- _EXERCISE OBJECTIVE_
Set the entries down once more, exactly as they are worded.

DATA PROVIDED Start Marker

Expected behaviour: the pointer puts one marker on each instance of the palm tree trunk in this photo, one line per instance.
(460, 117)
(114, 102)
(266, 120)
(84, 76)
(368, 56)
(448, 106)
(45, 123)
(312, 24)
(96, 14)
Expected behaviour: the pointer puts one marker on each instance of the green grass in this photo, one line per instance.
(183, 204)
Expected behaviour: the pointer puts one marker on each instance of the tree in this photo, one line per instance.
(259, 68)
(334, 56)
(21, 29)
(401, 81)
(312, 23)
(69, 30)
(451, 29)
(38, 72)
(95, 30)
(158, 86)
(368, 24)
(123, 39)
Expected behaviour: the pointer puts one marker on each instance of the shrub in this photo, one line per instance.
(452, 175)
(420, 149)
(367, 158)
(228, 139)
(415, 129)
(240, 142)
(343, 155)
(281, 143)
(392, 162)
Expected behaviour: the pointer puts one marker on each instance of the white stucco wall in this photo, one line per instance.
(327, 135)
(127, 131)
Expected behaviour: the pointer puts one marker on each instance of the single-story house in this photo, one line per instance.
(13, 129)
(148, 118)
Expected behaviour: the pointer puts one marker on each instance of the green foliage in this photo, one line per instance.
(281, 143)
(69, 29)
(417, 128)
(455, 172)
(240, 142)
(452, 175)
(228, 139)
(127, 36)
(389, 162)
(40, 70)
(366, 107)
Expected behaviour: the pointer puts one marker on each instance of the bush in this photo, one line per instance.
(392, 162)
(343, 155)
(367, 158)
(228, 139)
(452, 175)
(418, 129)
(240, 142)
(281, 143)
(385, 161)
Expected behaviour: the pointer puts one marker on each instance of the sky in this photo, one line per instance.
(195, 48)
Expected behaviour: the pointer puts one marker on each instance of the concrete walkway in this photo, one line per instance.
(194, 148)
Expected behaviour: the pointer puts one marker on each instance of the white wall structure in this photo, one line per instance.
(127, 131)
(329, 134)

DATA PROVIDED End Marker

- _RESULT BELOW_
Expected behaviour: the pointer puts one marker on each instance of the palm tree trunk in this photo, one line per instance.
(460, 117)
(114, 102)
(266, 120)
(84, 76)
(368, 56)
(448, 106)
(45, 123)
(312, 24)
(96, 14)
Expected behaviour: the pointer puts one marker on each instance of the green grass in this photo, one line per instance.
(183, 204)
Expected behaviour: the pointer puts one marker on each instance of the tree in this photo, one line per instance.
(259, 68)
(334, 56)
(21, 29)
(401, 81)
(312, 23)
(69, 30)
(451, 29)
(38, 72)
(95, 30)
(158, 86)
(368, 24)
(123, 39)
Expected behaviour: the pointer puts one marker on each instance of the shrub in this photo, one line per instance.
(452, 175)
(420, 149)
(367, 158)
(228, 139)
(415, 129)
(240, 142)
(343, 155)
(281, 143)
(392, 162)
Expected behaviour: the pointer puts one marker on each instance of the white stucco wall in this photo, one line per instance.
(327, 135)
(127, 131)
Expected behaviour: the pointer puts one marker on each instance of the single-story house in this photo, one line per instance.
(13, 129)
(148, 118)
Expected behaviour: the pointer puts one marker on each instance of the green foliage in this photo, one line per instance.
(281, 143)
(69, 29)
(417, 128)
(455, 172)
(240, 142)
(452, 175)
(228, 139)
(127, 36)
(389, 162)
(40, 70)
(366, 107)
Expected behaviour: the pointer puts one marker on each instance of the bush in this photo, one line per instance.
(392, 162)
(343, 155)
(367, 158)
(228, 139)
(452, 175)
(418, 129)
(240, 142)
(281, 143)
(385, 161)
Expected behaviour: the pointer puts one marker on each instance of the sky in this photo, one line per instance.
(195, 48)
Expected behaviour: the pointer puts one marker on each instance of the concrete walkway in this photo, one line per instance.
(194, 148)
Expected behaviour: the pointer puts one marker on each instance of the white wall structure in this photo, one line per instance.
(127, 131)
(329, 134)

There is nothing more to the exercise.